--- START OF Excerpt ---
2-06: Datetime objects

0.1 To-do

1 Purpose

  • Convert a string into a Date or Datetime object

  • Reformat Date and Datetime objects

2 Material

The script for the lesson is here

The data for the lesson: dateTimeData.csv

Warning: do not save this data file using Excel. Excel will edit the Date columns and break the lesson script.

3 Two new variable types: Date and POSIXct

We have mostly worked with two variable types in R: numeric and string (also called characters or string of characters).  Numeric values always appear outside of quotes and string values always appear in quotes. Note: if a numeric value is in quotes, it is treated as a string.

 

In this lesson we introduce two more variable type: Date and POSIXctDate, as the name implies, holds information about the date whereas POSIXct holds information about both the date and the time.
--- END OF Excerpt ---
--- START OF Dataset entries ---
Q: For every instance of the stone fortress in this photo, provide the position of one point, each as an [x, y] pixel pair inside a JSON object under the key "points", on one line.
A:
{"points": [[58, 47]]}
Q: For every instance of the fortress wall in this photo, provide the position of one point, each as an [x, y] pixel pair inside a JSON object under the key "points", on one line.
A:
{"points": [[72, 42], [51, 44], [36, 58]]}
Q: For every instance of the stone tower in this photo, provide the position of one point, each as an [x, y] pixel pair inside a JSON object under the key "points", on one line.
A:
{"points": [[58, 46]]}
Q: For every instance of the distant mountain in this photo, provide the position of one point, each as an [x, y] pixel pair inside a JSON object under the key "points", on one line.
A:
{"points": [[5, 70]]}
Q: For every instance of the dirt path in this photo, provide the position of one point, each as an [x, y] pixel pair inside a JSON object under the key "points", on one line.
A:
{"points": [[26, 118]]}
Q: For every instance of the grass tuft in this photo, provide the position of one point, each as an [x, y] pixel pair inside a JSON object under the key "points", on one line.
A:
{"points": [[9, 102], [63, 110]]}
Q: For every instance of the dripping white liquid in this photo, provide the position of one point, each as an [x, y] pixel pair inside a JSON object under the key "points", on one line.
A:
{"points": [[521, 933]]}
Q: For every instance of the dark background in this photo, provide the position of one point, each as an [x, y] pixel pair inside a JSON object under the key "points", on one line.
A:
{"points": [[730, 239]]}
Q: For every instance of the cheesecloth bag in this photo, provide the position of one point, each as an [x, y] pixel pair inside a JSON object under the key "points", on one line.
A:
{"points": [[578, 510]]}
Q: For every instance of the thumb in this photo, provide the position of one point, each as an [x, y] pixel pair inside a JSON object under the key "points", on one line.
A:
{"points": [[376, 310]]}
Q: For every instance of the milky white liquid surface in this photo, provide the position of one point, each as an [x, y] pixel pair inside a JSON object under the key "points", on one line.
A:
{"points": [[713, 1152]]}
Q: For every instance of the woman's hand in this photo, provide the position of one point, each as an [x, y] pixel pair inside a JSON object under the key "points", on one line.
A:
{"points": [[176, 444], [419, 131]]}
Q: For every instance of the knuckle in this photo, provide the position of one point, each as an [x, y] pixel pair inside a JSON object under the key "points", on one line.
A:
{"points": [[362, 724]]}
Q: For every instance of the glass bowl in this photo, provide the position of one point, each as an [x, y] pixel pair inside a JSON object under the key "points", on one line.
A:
--- END OF Dataset entries ---
Required actions →
a) Sum up the datetime lesson in two sentences.
b) In the datetime lesson, what happens to a numeric value placed in quotes?
c) Carry the datetime lesson on from its final sentence.

Exercise results →
a) The lesson teaches how to convert a string into a Date or Datetime object and how to reformat those objects, using a script and the data file dateTimeData.csv, which should not be saved in Excel because Excel edits the Date columns and breaks the script. It notes that R work so far has mostly used numeric and string values, then introduces two more types: Date, which holds the date, and POSIXct, which holds both the date and the time.

b) It is treated as a string.

c)
POSIX is a system of standards developed for UNIX computers in the 1970s.  ct means Calendar Time.  So POSIXct is the UNIX standard for calendar time – and we continue to use this standard to this date (and maintain the unintuitive name).

3.1 Reading datetime objects from a dataframe

Let’s open the data file and save the contents to a data frame called dateTimeData.

  dateTimeData = read.csv("data/dateTimeData.csv");

The first six columns in dateTimeData (Figure 1) have values that look like dates and times but R still sees these columns as strings (chr).

 

In other words, R does not automatically assign values that look like dates and times to variable types Date or POSIXct.  R only sees quotes and assigns the values to a string variable.  We need to manually convert the string columns into Date or POSIXct variables.

Figure 1: R sees the columns with date and time values as strings (chr)

3.2 Using as.Date()

We are going to start with converting strings that hold only date values to a Date variables and later in the lesson we will convert strings that have time values to POSIXct variables.  The process is very similar for both Date and POSIXct.

 

as.Date() is the function that reads in a string and converts it to a Date variable.  However, if you pass a string column (in this case, date3 from dateTimeData) into as.Date(), you will get the following error:

> as.Date(dateTimeData$date3)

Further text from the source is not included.